PROBLEM STATEMENT: Only one stretch of the records below is wanted: the lines from the one holding "table in the picture." through the one holding "beige wall in the picture.". Return it exactly, both ends included.

::::

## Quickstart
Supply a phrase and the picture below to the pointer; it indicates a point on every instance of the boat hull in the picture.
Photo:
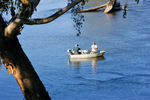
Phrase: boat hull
(83, 56)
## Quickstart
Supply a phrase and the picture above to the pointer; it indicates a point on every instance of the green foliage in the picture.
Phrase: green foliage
(77, 18)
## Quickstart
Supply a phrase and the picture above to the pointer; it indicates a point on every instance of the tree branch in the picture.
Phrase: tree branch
(11, 28)
(50, 18)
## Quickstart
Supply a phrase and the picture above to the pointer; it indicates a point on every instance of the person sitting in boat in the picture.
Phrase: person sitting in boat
(94, 48)
(76, 49)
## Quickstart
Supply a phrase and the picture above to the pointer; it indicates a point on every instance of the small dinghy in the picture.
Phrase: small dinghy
(85, 54)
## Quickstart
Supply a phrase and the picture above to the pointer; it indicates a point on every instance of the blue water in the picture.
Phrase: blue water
(123, 73)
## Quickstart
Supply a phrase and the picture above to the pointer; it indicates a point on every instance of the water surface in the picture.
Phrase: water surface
(122, 74)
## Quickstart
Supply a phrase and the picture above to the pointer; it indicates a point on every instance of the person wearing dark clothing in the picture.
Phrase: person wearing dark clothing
(76, 49)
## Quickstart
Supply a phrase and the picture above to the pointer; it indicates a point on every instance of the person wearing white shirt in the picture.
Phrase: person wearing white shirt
(94, 48)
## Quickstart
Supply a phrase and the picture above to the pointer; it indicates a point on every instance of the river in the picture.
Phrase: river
(122, 74)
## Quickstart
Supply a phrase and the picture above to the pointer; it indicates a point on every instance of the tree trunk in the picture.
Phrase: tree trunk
(13, 57)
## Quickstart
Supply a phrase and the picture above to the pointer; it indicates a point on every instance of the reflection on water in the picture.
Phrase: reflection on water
(0, 63)
(77, 62)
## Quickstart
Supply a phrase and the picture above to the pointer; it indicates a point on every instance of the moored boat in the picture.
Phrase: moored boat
(86, 54)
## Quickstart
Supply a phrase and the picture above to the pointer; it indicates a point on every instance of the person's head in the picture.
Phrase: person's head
(94, 43)
(76, 45)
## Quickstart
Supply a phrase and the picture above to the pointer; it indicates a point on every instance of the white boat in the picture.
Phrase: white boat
(86, 54)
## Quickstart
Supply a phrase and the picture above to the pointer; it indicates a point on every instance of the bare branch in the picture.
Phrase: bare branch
(50, 18)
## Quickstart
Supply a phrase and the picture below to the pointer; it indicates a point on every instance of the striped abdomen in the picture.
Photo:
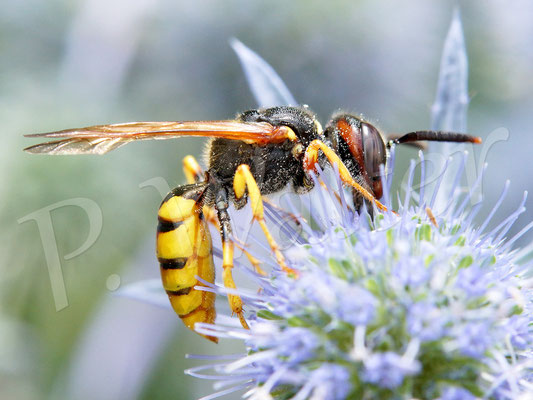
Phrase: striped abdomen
(184, 251)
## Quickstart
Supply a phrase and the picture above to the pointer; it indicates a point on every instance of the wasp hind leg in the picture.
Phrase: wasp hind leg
(311, 159)
(244, 180)
(235, 301)
(194, 173)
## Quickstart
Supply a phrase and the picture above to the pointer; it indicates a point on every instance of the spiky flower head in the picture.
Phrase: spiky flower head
(420, 303)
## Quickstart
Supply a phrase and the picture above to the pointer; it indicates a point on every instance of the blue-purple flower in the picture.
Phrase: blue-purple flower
(415, 304)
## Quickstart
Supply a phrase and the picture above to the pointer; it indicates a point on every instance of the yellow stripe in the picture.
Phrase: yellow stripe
(177, 209)
(179, 242)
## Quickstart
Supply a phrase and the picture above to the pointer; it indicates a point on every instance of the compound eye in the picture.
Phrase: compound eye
(373, 150)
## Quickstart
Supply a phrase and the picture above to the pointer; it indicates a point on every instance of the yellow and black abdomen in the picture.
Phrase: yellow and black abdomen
(184, 252)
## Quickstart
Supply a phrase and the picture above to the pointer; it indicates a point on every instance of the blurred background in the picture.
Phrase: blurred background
(63, 334)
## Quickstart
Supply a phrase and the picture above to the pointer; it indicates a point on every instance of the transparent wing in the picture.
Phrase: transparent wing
(100, 139)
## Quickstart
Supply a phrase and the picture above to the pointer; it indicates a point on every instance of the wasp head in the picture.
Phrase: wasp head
(361, 148)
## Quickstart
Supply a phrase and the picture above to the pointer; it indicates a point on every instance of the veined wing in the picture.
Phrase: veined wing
(100, 139)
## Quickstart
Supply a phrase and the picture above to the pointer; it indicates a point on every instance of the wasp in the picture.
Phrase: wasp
(260, 152)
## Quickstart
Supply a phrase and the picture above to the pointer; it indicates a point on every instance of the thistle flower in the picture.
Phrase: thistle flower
(415, 304)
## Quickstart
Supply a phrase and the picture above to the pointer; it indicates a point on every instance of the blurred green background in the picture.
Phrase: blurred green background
(74, 63)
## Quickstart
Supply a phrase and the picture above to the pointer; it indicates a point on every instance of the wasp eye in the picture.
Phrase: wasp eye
(373, 150)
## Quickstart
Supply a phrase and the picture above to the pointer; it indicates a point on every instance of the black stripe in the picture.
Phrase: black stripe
(173, 263)
(165, 225)
(181, 292)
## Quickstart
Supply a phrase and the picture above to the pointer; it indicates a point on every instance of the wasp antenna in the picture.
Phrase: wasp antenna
(433, 136)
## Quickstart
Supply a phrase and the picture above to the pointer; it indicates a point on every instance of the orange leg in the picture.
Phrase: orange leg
(244, 180)
(311, 159)
(194, 173)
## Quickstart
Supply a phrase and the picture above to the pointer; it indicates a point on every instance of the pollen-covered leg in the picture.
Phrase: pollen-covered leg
(184, 252)
(311, 159)
(244, 180)
(235, 301)
(194, 173)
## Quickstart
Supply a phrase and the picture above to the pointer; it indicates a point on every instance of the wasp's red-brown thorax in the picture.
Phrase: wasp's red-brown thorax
(361, 148)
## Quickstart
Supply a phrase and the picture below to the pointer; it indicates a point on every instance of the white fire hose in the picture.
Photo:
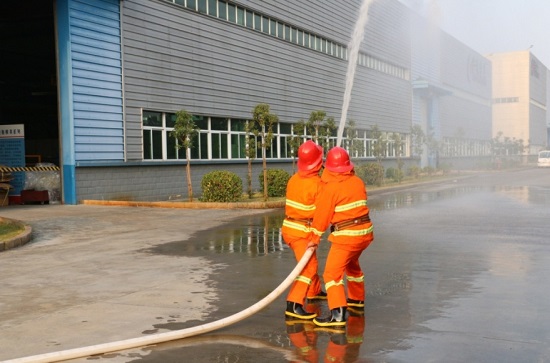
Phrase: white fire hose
(168, 336)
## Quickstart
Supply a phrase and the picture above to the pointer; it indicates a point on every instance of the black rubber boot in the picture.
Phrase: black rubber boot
(336, 319)
(356, 303)
(297, 311)
(320, 296)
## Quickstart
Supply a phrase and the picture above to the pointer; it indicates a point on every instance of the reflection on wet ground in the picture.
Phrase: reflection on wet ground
(434, 254)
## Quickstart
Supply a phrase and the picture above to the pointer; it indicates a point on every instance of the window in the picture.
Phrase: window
(287, 33)
(273, 27)
(265, 25)
(222, 10)
(192, 4)
(202, 6)
(232, 13)
(240, 16)
(249, 19)
(257, 22)
(212, 8)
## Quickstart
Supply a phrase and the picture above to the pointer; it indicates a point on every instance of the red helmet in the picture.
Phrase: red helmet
(310, 156)
(338, 160)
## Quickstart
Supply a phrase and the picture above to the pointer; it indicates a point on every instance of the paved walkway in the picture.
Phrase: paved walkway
(85, 260)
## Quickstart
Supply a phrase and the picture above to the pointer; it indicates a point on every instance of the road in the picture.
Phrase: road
(458, 272)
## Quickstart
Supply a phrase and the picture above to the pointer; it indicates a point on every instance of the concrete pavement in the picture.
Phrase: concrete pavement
(86, 260)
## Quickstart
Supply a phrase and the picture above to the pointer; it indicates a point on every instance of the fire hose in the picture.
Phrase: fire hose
(173, 335)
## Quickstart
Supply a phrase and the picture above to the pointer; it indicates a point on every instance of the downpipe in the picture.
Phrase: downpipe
(168, 336)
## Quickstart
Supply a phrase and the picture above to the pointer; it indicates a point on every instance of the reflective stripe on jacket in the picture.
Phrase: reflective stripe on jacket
(343, 197)
(301, 192)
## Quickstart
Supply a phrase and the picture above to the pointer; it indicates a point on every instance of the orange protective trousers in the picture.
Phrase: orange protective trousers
(343, 261)
(300, 288)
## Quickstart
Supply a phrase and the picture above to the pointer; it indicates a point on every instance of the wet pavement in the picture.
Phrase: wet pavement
(458, 272)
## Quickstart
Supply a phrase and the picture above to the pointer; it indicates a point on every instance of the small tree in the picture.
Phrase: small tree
(184, 132)
(433, 147)
(398, 146)
(418, 139)
(321, 128)
(379, 146)
(355, 145)
(251, 134)
(264, 121)
(296, 140)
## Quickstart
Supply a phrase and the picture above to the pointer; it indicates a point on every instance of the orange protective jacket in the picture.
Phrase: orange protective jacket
(343, 197)
(301, 192)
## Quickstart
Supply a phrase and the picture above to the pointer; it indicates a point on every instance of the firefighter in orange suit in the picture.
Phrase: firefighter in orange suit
(301, 192)
(342, 203)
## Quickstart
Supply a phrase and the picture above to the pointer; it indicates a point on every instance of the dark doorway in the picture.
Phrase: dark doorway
(28, 81)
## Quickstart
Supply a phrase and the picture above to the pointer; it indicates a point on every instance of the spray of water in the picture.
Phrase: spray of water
(353, 47)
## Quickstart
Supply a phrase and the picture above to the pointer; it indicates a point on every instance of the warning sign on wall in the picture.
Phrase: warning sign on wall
(12, 153)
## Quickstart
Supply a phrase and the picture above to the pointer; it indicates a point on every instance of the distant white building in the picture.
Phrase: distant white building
(520, 99)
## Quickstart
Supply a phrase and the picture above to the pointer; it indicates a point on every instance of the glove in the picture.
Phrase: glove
(312, 244)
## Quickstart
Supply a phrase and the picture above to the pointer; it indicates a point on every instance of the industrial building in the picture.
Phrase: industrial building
(520, 99)
(96, 84)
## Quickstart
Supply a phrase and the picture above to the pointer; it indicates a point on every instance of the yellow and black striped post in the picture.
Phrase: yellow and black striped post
(12, 169)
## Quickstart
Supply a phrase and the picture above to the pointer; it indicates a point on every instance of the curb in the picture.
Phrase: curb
(188, 205)
(17, 241)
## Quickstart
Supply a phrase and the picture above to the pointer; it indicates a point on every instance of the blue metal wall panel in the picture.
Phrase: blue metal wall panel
(96, 60)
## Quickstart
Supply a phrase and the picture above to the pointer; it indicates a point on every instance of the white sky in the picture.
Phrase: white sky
(492, 26)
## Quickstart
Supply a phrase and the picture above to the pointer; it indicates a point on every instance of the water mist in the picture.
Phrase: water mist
(353, 47)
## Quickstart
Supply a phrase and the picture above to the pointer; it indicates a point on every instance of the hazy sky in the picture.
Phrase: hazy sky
(491, 26)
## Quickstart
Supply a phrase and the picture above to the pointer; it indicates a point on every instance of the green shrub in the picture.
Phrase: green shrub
(371, 173)
(221, 186)
(276, 182)
(414, 171)
(430, 170)
(394, 174)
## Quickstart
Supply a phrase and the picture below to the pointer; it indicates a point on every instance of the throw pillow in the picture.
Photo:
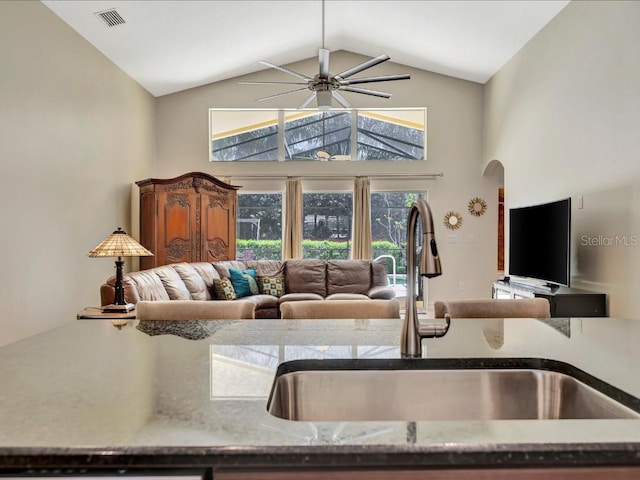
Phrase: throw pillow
(272, 285)
(244, 282)
(223, 289)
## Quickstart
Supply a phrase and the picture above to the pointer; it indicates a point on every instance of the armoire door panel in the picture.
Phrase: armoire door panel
(190, 218)
(218, 220)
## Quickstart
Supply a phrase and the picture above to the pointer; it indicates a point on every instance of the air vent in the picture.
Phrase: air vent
(111, 17)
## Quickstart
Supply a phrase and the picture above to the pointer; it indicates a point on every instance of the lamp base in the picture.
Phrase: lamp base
(113, 308)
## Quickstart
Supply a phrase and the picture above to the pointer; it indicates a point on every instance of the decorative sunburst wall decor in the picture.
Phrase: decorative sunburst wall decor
(453, 220)
(477, 206)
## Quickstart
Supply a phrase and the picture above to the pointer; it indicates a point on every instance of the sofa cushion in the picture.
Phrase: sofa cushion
(244, 282)
(347, 296)
(208, 273)
(296, 297)
(147, 285)
(306, 276)
(266, 267)
(262, 301)
(223, 267)
(223, 289)
(271, 285)
(194, 310)
(192, 280)
(348, 276)
(173, 284)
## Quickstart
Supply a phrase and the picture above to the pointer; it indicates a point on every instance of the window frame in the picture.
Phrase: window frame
(281, 115)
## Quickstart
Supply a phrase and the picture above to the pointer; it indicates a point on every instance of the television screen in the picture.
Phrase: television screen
(539, 242)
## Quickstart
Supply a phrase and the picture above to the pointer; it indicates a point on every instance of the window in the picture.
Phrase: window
(389, 212)
(259, 226)
(326, 225)
(243, 135)
(391, 135)
(308, 134)
(302, 135)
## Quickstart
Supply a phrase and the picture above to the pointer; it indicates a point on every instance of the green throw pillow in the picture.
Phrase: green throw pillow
(244, 282)
(272, 285)
(223, 289)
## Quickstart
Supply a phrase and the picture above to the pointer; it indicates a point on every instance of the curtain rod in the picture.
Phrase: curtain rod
(339, 176)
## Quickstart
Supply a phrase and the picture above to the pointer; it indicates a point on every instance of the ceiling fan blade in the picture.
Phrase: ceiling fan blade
(362, 66)
(323, 61)
(285, 70)
(373, 93)
(383, 78)
(307, 100)
(272, 83)
(340, 99)
(279, 94)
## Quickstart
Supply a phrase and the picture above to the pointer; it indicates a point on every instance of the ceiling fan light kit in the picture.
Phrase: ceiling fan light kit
(324, 87)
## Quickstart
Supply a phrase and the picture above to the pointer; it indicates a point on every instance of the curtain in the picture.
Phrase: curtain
(292, 245)
(361, 246)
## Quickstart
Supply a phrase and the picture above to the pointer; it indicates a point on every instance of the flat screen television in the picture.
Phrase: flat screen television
(540, 242)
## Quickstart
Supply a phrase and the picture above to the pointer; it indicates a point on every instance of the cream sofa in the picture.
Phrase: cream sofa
(300, 280)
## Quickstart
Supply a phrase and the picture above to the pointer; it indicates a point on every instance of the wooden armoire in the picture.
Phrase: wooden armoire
(190, 218)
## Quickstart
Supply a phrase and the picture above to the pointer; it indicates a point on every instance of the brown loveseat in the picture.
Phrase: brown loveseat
(304, 279)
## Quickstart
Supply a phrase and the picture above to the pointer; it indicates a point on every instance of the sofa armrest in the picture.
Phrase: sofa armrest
(194, 310)
(381, 293)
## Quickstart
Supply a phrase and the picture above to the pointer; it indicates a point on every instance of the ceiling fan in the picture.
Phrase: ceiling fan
(324, 86)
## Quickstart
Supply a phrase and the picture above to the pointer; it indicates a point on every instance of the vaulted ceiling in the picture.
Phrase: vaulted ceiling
(172, 45)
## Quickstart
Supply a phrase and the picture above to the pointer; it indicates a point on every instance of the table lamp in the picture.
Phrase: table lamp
(119, 244)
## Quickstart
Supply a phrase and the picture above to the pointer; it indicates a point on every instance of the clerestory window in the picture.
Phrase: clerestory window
(302, 135)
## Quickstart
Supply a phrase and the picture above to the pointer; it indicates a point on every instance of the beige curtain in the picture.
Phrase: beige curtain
(361, 246)
(292, 244)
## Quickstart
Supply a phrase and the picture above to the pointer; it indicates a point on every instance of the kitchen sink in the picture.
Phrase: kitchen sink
(441, 389)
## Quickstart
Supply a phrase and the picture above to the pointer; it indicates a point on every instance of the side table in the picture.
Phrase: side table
(118, 320)
(96, 313)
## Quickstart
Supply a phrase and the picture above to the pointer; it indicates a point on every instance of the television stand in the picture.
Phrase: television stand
(563, 301)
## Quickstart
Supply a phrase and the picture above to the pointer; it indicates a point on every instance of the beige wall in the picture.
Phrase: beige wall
(454, 111)
(562, 116)
(75, 132)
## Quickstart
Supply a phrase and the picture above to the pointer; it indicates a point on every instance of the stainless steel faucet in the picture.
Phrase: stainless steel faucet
(412, 331)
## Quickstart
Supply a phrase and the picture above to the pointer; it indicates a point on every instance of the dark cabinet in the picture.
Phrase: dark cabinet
(563, 301)
(190, 218)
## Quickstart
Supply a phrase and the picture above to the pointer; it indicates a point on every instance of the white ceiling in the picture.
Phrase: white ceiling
(172, 45)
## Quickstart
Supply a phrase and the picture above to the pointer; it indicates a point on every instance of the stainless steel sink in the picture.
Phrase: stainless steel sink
(415, 390)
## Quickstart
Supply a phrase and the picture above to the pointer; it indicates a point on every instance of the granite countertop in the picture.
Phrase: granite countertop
(193, 395)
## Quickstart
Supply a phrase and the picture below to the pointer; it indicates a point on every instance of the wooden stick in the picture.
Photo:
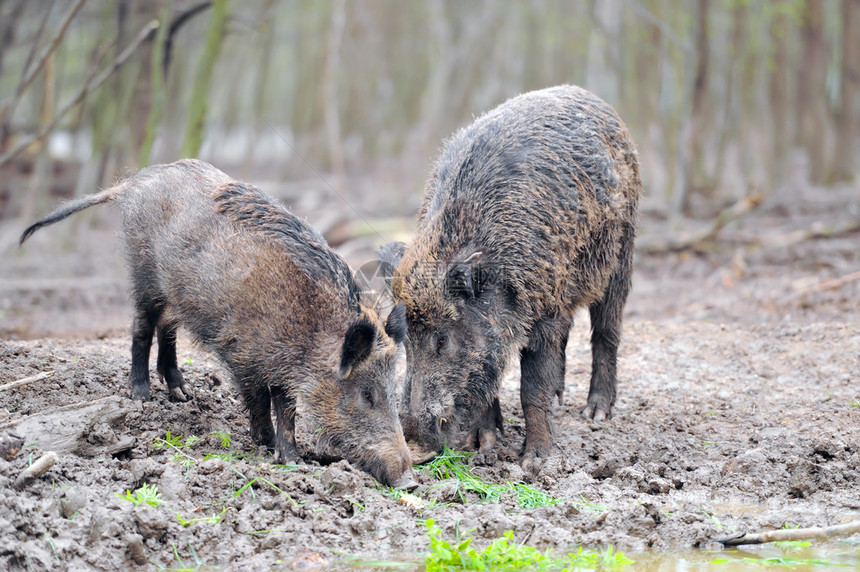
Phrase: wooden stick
(26, 380)
(815, 231)
(733, 213)
(792, 534)
(37, 469)
(10, 445)
(829, 284)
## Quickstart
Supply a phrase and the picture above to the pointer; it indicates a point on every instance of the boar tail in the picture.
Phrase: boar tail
(71, 207)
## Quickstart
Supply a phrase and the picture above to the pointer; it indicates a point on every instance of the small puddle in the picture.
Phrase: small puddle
(836, 557)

::::

REPLY TO THE EXERCISE:
Supply a phrase and the picture above to the pointer; it indicates a point on every instance of the side table in the picture.
Phrase: side table
(118, 320)
(96, 313)
## Quickstart
Supply a phrase and the picture above to the pointer; it indicates a point on every instance of the television stand in the picture.
Phrase: television stand
(563, 301)
## Quickstart
Supply a phrase and the picture above to the pointer; it indicates a point on every instance of the beige wall in the picture.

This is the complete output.